- Directed by: Romana Carén
- Written by: Romana Carén
- Produced by: Romana Carén Frederik Füssel
- Starring: Katja Benrath; Tony Matzl; Kai Peterson; Romana Carén; Geoffrey Dawes; Maria Bambury; Philipp Bambury; Julia Fürst; Mark Mayr; Thomas Watzak;
- Cinematography: Frederik Füssel
- Edited by: Daniela Knotter McDonald, Robert Zapletal
- Music by: Geoffrey Dawes, Thomas Borchert
- Release date: 2011;
- Running time: 9 minutes
- Country: Austria
- Language: German

= Where the Wild Roses Grow (film) =

Where the Wild Roses Grow is a 2011 Austrian short film directed by Romana Carén, about the young woman Yasmina whose solitary life is changed by the mysterious stranger name Leon. The screenplay was semi-finalist of the 22nd WriteMovies.com International Writing Competition. The film was screened in the Short Film Corner of the 2012 Cannes Film Festival.

───

[THE EXERCISE] Render this sentence from the page on the short film in Spanish: "The film was screened in the Short Film Corner of the 2012 Cannes Film Festival."

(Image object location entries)
───

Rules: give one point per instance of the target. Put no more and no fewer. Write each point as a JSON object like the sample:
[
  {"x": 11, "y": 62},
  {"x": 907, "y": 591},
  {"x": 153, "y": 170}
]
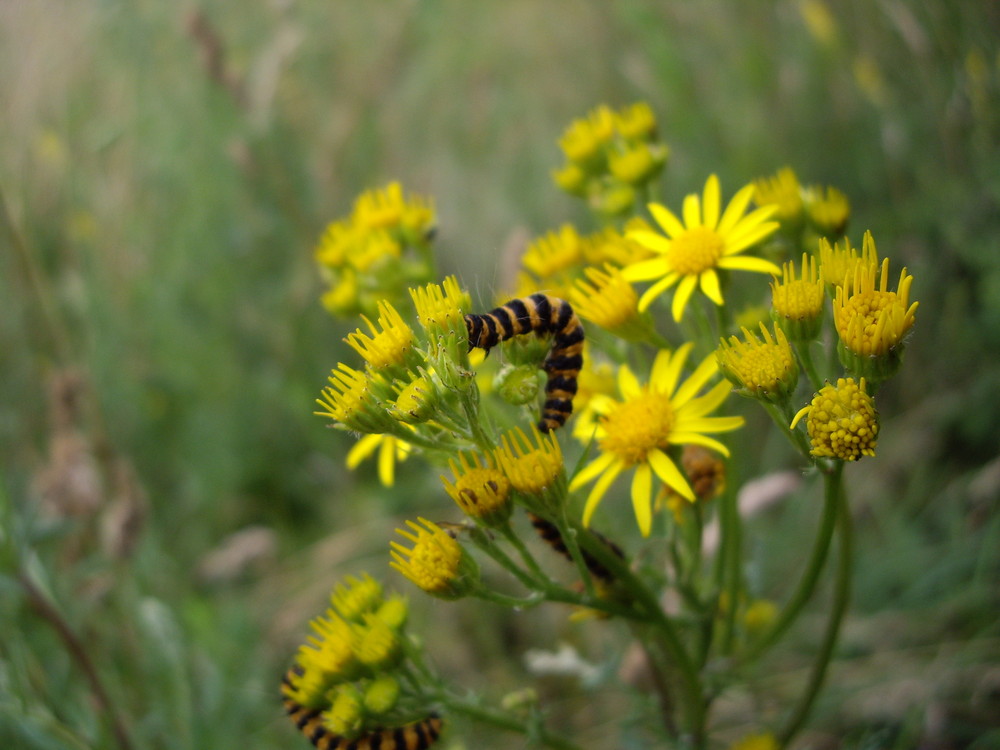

───

[EXERCISE OUTPUT] La película se proyectó en el Short Film Corner del Festival de Cine de Cannes de 2012.